> What the task requires:
In the material below, find the line that contains "pixel 347 253." and the line that contains "pixel 5 338.", then write out exactly those two lines and everything between them.

> Records:
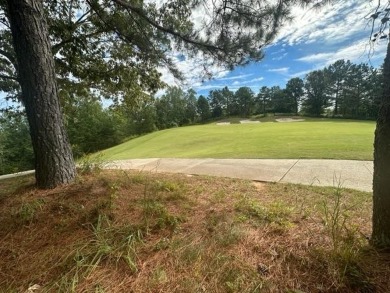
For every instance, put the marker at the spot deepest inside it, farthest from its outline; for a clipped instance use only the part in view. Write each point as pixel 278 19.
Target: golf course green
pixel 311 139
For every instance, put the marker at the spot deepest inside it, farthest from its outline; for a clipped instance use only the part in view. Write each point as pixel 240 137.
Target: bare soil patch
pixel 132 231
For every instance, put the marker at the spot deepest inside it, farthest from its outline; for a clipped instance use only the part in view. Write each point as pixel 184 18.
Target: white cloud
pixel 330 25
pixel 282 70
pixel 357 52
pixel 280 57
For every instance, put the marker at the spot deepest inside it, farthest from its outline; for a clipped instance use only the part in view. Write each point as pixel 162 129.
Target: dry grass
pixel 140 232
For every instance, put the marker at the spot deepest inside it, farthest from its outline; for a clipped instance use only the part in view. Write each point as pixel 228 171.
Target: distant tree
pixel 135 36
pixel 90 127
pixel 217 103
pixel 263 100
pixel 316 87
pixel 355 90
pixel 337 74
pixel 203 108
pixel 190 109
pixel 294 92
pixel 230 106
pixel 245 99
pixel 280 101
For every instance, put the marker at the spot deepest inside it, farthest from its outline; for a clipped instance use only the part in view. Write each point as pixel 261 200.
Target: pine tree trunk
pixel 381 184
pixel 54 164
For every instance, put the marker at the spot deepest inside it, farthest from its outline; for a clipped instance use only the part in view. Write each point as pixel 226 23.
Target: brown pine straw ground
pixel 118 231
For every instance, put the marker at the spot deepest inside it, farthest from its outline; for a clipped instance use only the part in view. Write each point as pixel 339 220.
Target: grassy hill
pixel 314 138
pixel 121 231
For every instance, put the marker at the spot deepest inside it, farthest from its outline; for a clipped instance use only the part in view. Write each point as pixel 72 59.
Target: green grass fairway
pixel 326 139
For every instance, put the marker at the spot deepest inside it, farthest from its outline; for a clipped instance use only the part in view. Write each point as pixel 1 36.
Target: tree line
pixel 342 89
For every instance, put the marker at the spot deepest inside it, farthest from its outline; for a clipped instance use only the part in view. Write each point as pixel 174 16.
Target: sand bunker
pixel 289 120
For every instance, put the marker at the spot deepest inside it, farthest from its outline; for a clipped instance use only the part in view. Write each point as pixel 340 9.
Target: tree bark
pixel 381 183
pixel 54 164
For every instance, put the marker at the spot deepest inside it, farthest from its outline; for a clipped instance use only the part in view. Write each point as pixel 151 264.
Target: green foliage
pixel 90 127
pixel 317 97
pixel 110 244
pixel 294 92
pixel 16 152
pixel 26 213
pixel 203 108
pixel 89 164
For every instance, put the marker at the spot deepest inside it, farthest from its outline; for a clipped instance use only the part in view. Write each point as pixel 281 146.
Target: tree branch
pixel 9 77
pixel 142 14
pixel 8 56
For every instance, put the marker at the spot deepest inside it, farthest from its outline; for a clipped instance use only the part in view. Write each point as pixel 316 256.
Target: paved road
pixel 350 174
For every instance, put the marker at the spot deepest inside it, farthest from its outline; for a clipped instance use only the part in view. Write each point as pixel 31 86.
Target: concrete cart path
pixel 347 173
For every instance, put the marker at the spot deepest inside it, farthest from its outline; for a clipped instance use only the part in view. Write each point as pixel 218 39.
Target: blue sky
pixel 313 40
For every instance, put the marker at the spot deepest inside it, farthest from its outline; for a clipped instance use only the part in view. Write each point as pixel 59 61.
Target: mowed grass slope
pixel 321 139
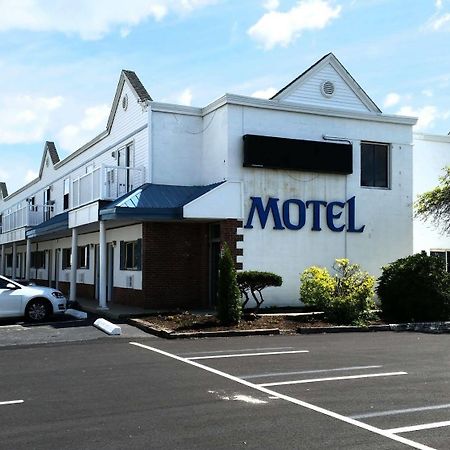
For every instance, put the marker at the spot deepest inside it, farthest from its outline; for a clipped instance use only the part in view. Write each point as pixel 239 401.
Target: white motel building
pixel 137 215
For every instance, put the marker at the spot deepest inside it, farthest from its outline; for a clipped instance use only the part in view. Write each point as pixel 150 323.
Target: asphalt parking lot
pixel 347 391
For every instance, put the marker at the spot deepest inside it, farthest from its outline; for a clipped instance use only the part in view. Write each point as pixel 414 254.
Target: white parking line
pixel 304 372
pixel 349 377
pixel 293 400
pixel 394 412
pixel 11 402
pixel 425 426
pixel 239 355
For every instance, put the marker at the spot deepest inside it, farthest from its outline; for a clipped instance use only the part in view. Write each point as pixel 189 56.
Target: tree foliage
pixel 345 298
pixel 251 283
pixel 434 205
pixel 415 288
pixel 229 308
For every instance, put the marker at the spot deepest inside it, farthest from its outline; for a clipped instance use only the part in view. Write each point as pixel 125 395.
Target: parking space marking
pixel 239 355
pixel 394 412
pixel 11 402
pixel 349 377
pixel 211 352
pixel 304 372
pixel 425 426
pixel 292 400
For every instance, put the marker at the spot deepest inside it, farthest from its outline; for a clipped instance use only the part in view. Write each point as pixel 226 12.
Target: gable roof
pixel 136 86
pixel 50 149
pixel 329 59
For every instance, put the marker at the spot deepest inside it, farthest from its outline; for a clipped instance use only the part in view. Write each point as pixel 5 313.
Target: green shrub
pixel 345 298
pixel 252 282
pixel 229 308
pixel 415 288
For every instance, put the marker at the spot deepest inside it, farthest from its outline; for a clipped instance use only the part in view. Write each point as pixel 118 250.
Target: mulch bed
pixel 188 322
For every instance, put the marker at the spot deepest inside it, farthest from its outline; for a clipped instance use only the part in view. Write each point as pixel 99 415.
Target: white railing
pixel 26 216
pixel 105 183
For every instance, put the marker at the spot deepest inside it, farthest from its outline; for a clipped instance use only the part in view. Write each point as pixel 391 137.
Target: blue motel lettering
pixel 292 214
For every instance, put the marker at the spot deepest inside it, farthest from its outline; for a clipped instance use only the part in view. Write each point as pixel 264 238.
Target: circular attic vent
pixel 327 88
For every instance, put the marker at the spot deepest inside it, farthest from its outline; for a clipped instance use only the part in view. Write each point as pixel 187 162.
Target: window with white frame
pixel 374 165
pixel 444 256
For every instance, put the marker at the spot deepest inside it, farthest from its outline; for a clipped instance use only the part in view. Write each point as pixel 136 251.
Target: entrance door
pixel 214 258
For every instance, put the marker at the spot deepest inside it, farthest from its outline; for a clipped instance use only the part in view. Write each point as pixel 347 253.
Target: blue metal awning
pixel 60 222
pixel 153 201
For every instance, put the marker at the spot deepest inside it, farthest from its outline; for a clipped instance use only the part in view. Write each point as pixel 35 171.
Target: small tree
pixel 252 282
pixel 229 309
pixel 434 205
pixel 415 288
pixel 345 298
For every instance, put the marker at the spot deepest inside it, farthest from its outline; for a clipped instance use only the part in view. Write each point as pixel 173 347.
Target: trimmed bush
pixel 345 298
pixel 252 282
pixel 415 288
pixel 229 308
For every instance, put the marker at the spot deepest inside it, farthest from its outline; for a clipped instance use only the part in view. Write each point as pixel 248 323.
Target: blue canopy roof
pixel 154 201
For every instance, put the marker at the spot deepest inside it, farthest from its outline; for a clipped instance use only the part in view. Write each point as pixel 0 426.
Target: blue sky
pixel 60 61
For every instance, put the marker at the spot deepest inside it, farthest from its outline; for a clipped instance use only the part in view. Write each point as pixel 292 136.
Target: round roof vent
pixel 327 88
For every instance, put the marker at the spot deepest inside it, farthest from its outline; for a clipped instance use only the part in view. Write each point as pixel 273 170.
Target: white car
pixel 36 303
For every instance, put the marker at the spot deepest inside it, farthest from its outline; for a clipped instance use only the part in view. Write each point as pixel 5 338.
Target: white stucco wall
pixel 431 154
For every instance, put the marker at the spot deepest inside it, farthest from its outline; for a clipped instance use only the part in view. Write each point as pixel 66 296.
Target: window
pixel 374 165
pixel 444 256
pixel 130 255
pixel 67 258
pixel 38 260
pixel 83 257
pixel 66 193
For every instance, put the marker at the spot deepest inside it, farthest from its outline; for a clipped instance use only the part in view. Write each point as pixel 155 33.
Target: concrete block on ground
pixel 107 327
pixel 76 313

> Solution:
For every instance, put the marker at the spot deepest inside it, farthest from its outline; for a clipped instance use only the part in view. Write each point as pixel 347 253.
Target: blue metal awning
pixel 60 222
pixel 153 201
For every instance, put the marker at the spot deepest inside it, farthest from its outline; for a clipped instance use only the part in view. Write each point as pixel 35 171.
Target: small tree
pixel 252 282
pixel 229 309
pixel 434 205
pixel 415 288
pixel 345 298
For every instance, put the marker at the spot deepest inside it, farthest from its outline; for a clipped instance use only the part in view. Write each point as pixel 173 347.
Target: trimmed bush
pixel 345 298
pixel 252 282
pixel 415 288
pixel 229 308
For every instance, put the marker at the spot deepest inside it, farthest from its outline; for a clipped instance use only the part in view. Write each point as pixel 248 323.
Target: blue canopy roof
pixel 154 201
For every instance, put the marker at the spot deepest inside it, farthest from its outline; for a clipped instance use only the part in view. Write each point as pixel 0 426.
Target: blue sky
pixel 60 61
For every instance, put the marker at the spot deepest inside it, farthest from its outline; for a clipped instance use only the part in view. Write each point as pixel 292 136.
Target: round roof vent
pixel 327 88
For every instance, put the marker at the spot deepest inside it, farthest from its outline; for a clipped instance use only the part in view. Write each point as pixel 273 170.
Target: white car
pixel 36 303
For every instance, put the marker at the spot deepest inside it, farthest from its outline; for a clipped instance use only the part in view. Write each point as pixel 5 338.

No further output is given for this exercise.